**Directions for this task:** I'd like the entries repeated exactly, pictures omitted.

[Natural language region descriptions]

|---|

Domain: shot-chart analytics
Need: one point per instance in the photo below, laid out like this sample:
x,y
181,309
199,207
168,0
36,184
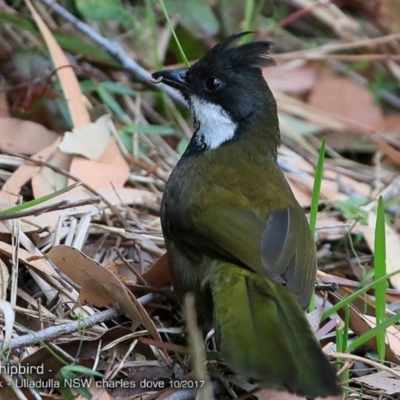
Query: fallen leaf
x,y
158,275
69,82
98,175
24,137
90,140
38,264
27,171
99,286
48,181
346,99
382,381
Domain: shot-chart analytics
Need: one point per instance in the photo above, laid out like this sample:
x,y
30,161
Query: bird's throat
x,y
213,125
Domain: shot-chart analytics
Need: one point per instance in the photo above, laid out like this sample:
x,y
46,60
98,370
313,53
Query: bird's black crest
x,y
225,55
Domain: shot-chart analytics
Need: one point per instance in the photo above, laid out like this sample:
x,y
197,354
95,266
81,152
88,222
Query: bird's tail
x,y
264,334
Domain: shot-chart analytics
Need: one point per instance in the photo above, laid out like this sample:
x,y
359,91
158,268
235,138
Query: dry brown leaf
x,y
89,141
4,109
26,171
46,180
346,99
158,275
294,80
389,151
24,256
113,156
390,14
69,82
270,394
99,286
25,137
98,175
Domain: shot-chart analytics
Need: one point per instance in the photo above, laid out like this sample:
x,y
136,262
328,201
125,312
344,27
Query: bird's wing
x,y
280,248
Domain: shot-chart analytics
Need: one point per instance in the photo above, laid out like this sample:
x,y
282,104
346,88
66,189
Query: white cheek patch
x,y
215,126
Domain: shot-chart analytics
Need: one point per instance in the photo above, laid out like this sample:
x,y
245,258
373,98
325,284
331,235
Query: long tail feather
x,y
264,334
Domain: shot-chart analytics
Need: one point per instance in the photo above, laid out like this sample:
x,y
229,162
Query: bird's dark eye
x,y
212,83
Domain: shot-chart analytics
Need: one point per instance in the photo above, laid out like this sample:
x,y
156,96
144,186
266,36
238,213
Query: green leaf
x,y
109,100
148,129
350,209
67,42
100,10
195,16
380,271
118,88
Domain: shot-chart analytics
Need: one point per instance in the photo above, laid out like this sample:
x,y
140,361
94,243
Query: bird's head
x,y
226,91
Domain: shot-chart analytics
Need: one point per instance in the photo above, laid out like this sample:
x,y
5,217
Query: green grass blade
x,y
373,332
315,198
38,201
356,294
182,53
317,187
380,271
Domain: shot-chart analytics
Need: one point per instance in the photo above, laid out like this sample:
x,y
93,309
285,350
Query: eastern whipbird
x,y
235,234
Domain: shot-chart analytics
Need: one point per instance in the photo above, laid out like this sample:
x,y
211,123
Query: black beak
x,y
175,78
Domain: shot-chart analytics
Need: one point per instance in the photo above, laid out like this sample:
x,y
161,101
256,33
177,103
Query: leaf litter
x,y
62,270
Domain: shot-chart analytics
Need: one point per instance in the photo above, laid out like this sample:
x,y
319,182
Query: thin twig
x,y
74,178
61,205
54,332
114,48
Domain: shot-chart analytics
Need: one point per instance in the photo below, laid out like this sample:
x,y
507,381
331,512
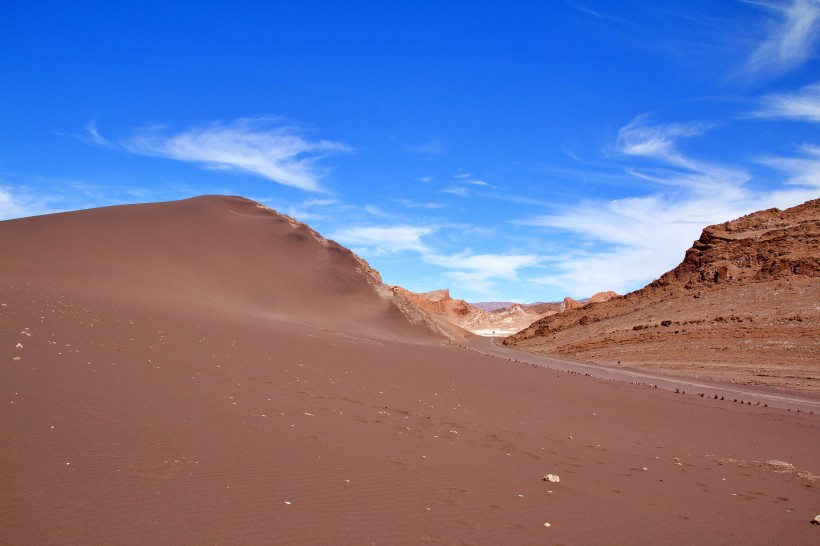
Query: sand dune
x,y
740,308
207,371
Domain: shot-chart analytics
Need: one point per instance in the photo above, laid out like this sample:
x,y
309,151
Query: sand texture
x,y
210,372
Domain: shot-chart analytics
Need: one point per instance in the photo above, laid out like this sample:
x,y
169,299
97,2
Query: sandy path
x,y
794,402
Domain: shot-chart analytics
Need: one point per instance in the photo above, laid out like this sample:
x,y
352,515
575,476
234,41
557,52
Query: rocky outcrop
x,y
602,296
446,310
570,303
743,298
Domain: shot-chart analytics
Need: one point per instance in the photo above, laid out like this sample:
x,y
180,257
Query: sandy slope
x,y
187,374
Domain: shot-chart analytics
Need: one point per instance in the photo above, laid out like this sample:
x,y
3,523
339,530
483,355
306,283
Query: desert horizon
x,y
210,370
387,273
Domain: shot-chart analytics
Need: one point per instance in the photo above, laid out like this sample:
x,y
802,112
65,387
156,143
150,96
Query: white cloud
x,y
94,136
434,147
803,105
373,210
633,239
638,138
384,239
803,171
414,205
16,202
619,244
456,190
258,146
790,39
480,272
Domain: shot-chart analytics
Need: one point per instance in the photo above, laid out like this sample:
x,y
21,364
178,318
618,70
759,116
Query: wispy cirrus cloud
x,y
658,141
480,273
791,37
260,146
802,105
18,203
803,171
616,244
378,240
433,147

|---|

**Response to this task:**
Domain: shot-chart analytics
Need: one point per instance in the photo below, laid out like this sample:
x,y
181,309
199,207
168,0
36,184
Query: fallen leaf
x,y
158,275
69,82
98,175
24,137
90,140
38,264
27,171
99,286
48,181
346,99
382,381
Domain: shot-chart analytics
Need: one point per instance in the photo above, laid out like this sample:
x,y
30,161
Query: bird's throat
x,y
213,125
Domain: shot-chart analytics
Need: one point per instance in the photo above, laid out like this sample:
x,y
46,60
98,370
313,53
Query: bird's black crest
x,y
225,55
Domain: shot-chart analytics
Need: one point per instance in the photo above, laid out like this sample:
x,y
197,354
95,266
81,152
88,222
Query: bird's tail
x,y
264,334
Domain: shot-chart analytics
Need: one point per instance in the photo above, laid out like this sample:
x,y
359,91
158,268
235,138
Query: dry brown leaf
x,y
89,141
4,109
26,171
46,180
346,99
158,275
294,80
389,151
24,256
113,156
390,14
69,82
270,394
99,286
25,137
98,175
Domain: shot-chart analytics
Need: one point per instance in the photo above, laid out like this sample:
x,y
136,262
328,201
125,312
344,27
Query: bird's wing
x,y
280,248
Domain: shot-chart analytics
Need: one point per instance in the photo above, laid out like this sample:
x,y
282,104
346,88
66,189
Query: white cheek patch
x,y
215,126
Domain: shot-chart analytics
Need: one point per instance in the photo above, laid out like this sample:
x,y
245,258
373,98
325,284
331,235
Query: long tail feather
x,y
264,334
Domain: shot-chart analytics
Need: one point per instance in the photo above, laid out like this sample:
x,y
229,162
Query: bird's dark eye
x,y
212,83
Domain: shot-chart analytics
Need: one point per instance in the photo above, laid out like this sample:
x,y
156,96
144,186
266,36
238,213
Query: green leaf
x,y
109,100
148,129
350,209
67,42
100,10
195,16
380,271
118,88
Domain: shot-chart analytics
Need: one point per instance in the photo above, laid out like this sample:
x,y
140,361
94,243
Query: bird's head
x,y
226,91
Domain: shot-chart analytics
Need: one point per instance in the photo above, laid out like this sample:
x,y
5,217
Query: green grass blade
x,y
373,332
315,198
38,201
356,294
182,53
317,187
380,271
Domain: shot-chart analytics
Need: one point per instance in the photo above, laid out like this sample:
x,y
93,309
285,350
Query: eastern whipbird
x,y
235,234
Domain: shot-chart analytics
Need: one point per instance in the photo above, laid out like this sample:
x,y
211,123
Query: black beak
x,y
175,78
Domain: shot-chart analytics
Need: one point per instance in the photo above, laid out like this sample:
x,y
161,101
256,33
177,103
Query: leaf litter
x,y
62,270
Domain: shot-chart analytics
Need: one point per instance in the photo above, laid out like this sample:
x,y
319,182
Query: thin twig
x,y
74,178
61,205
54,332
114,48
Domain: shot-chart analytics
Need: one point per instance in the photo below, laid out like this sample:
x,y
507,381
331,512
Query: sand dune
x,y
740,308
207,371
Domain: shot-chart analytics
Need: one point per instance in the photo above, laid out like this sample:
x,y
309,151
Query: sand texture
x,y
210,372
Domain: shot-chart analytics
Need: one point per instance in the photo above, laid out like this sample:
x,y
169,299
97,2
Query: sandy path
x,y
794,402
Domain: shot-chart analytics
Need: one point per instance in the photo above, laid out like this sample:
x,y
352,515
575,476
234,41
557,52
Query: rocky outcrop
x,y
602,296
446,310
570,303
743,298
Domain: shot-chart analytics
Need: one point per instance in the photo above, laid out like this sample:
x,y
180,257
Query: sandy slope
x,y
187,374
Domain: shot-chart analytics
Need: one point per instance in the photo above, laid out like this sample:
x,y
3,523
339,530
483,355
306,283
Query: desert horizon
x,y
210,370
387,273
Domain: shot-chart analytics
Need: one point per instance in the photo above, laid out like this sample:
x,y
802,112
65,387
156,143
150,96
Query: white cloud
x,y
94,136
434,147
803,105
373,210
633,239
638,138
384,239
803,171
414,205
16,202
619,244
456,190
258,146
790,39
480,272
Domain: shot-chart analytics
Need: one point per instance in the photo above, laid out like this sample:
x,y
21,364
178,318
618,70
759,116
Query: wispy cirrus cloud
x,y
658,141
480,273
791,37
260,146
802,105
18,203
803,171
616,244
378,240
433,147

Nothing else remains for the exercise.